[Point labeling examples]
※

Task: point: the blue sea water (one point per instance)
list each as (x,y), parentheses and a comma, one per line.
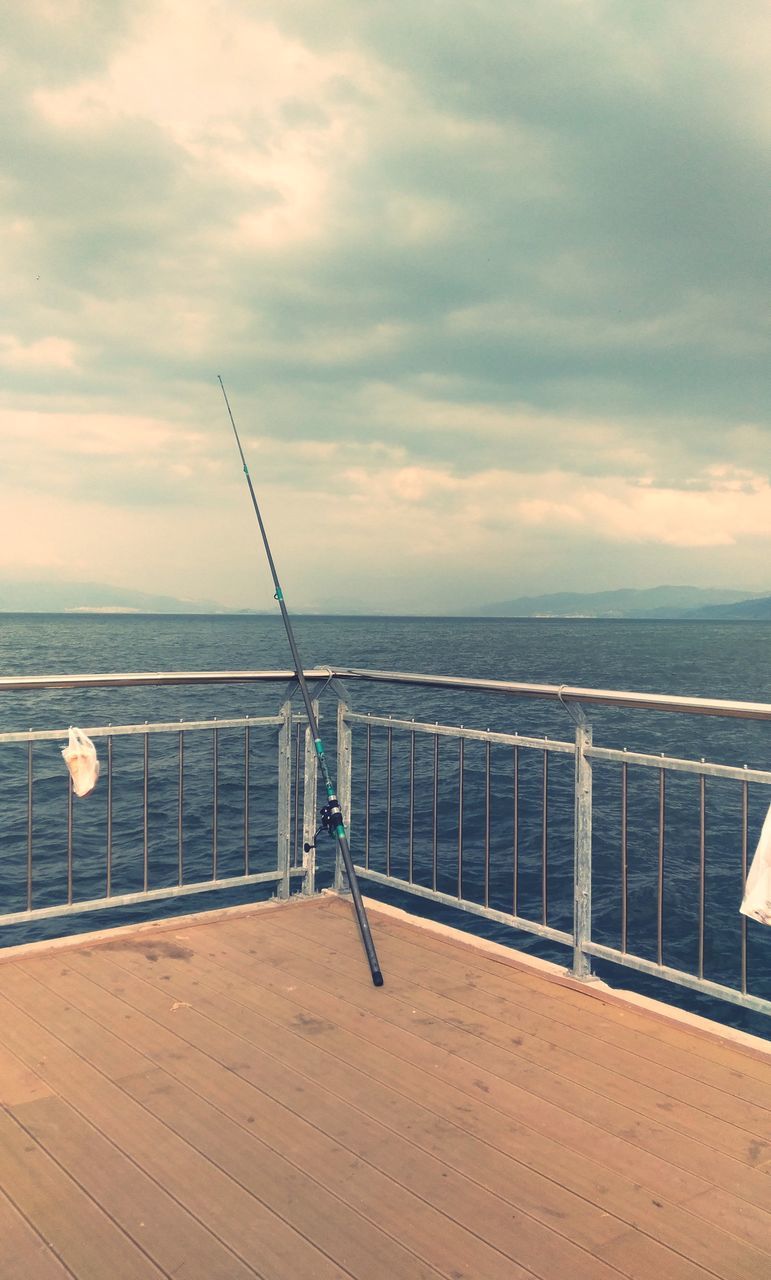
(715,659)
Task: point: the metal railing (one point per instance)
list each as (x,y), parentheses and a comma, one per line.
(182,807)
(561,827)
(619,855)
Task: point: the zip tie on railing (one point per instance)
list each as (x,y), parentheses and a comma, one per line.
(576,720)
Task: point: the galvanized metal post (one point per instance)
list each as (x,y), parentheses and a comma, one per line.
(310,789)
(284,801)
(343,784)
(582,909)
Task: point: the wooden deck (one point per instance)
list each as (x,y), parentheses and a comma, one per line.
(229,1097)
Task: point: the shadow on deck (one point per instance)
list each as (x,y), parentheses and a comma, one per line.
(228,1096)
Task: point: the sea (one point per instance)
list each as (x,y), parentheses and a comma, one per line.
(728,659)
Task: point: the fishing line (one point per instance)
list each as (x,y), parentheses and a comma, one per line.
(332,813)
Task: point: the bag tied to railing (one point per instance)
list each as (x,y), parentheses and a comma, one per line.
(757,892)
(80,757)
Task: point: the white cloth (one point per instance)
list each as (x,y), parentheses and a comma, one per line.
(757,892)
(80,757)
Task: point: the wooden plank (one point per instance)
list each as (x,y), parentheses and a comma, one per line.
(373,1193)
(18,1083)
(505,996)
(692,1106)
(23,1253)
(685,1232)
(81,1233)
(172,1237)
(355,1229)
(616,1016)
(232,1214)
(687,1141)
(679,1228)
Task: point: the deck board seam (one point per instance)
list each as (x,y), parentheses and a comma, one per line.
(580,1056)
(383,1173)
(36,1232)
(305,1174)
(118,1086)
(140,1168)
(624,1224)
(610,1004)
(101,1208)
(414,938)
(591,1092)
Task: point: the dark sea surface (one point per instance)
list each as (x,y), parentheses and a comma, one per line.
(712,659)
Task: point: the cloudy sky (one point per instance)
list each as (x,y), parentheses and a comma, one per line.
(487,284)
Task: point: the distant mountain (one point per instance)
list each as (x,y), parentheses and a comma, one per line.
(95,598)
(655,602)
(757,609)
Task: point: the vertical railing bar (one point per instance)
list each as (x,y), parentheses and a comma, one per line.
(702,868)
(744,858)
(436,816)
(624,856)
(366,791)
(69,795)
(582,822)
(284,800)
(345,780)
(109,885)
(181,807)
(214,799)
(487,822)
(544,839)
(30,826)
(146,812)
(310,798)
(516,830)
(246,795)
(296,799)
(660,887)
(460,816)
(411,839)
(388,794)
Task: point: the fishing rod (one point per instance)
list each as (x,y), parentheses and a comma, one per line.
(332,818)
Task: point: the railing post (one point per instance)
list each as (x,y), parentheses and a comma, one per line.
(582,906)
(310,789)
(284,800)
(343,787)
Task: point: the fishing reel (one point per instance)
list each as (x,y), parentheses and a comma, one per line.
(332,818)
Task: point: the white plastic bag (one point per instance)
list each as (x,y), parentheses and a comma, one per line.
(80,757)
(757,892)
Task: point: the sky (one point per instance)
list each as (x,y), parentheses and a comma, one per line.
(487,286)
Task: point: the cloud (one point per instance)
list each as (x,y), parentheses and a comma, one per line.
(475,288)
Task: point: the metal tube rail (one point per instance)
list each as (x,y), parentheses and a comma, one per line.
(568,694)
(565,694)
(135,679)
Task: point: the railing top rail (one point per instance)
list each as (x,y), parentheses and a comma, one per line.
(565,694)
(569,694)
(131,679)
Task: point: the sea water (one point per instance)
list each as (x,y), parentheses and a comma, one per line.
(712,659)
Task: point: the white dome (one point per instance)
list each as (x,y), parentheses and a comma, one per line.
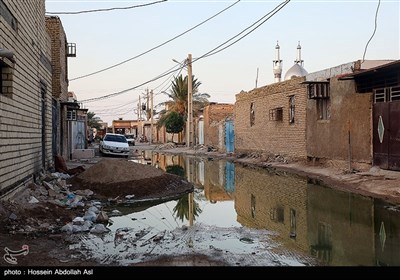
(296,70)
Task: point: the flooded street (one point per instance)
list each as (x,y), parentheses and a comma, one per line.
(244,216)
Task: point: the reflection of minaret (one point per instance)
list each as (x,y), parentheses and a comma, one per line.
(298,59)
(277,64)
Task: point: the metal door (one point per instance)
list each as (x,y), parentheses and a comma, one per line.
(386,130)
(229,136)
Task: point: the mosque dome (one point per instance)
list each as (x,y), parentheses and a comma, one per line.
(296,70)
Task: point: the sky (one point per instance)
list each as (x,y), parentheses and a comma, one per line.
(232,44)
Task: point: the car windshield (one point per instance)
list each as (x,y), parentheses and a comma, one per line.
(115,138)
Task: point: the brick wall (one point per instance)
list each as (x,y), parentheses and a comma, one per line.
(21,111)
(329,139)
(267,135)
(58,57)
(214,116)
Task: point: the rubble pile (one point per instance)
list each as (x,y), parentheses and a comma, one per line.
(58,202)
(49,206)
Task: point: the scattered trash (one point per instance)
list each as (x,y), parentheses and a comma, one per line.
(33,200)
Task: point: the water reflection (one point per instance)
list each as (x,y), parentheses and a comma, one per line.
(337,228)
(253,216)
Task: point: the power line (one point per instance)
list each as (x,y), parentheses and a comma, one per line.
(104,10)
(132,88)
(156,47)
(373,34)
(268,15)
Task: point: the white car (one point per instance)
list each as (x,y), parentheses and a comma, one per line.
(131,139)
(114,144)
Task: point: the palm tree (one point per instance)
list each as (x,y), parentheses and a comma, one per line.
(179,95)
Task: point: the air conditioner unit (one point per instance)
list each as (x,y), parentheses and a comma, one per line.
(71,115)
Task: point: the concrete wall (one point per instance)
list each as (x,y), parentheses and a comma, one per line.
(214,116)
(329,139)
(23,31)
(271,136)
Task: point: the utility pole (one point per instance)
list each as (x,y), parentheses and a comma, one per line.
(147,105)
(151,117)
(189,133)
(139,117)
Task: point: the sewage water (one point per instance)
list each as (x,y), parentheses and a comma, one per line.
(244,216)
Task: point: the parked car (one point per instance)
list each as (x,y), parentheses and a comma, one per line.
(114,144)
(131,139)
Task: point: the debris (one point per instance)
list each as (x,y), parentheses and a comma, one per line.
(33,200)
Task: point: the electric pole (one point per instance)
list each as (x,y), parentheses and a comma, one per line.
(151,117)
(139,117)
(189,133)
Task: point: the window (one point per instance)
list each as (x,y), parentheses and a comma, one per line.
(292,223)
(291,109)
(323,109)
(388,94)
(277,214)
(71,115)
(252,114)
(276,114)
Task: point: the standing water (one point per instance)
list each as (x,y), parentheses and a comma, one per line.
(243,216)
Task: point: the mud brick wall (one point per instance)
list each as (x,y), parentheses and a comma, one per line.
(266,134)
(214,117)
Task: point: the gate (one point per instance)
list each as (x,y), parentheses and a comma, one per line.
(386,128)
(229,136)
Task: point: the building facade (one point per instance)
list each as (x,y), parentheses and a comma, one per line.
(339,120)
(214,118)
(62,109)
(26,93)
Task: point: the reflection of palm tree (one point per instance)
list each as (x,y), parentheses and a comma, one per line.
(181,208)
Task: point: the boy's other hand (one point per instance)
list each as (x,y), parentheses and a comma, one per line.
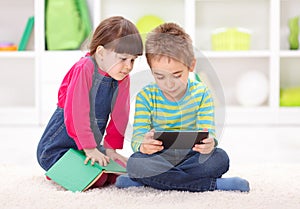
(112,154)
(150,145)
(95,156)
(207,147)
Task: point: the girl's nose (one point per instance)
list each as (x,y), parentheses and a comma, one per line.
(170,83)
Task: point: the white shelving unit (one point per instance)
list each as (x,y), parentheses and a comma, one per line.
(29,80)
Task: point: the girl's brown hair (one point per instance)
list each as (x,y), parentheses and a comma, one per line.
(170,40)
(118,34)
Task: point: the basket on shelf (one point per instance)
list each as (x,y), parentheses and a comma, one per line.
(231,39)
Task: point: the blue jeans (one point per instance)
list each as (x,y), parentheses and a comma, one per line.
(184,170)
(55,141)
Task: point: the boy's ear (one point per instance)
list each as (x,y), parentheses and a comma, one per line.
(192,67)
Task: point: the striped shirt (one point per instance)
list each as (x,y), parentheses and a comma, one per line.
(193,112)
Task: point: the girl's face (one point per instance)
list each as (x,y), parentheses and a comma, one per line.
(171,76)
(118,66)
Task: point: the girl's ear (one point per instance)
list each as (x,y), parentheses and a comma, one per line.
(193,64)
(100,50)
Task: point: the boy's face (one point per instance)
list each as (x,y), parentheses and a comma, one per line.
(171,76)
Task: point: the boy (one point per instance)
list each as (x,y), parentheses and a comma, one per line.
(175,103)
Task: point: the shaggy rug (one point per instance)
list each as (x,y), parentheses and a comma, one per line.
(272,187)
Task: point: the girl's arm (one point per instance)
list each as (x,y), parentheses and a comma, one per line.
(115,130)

※

- **Problem to solve**: Rewrite everything from the line containing "Task: point: the shaggy" down to the end of the rows, replacing "rug" with "carpet" and leaving all else unchanged.

- **Written response**:
Task: point: the shaggy carpet (one point per instance)
list each as (x,y), parentheses and a comma, one per line.
(272,187)
Task: point: the girl's arm (one point per instance)
list each as (x,y), parentheses and a comma, one per line.
(115,130)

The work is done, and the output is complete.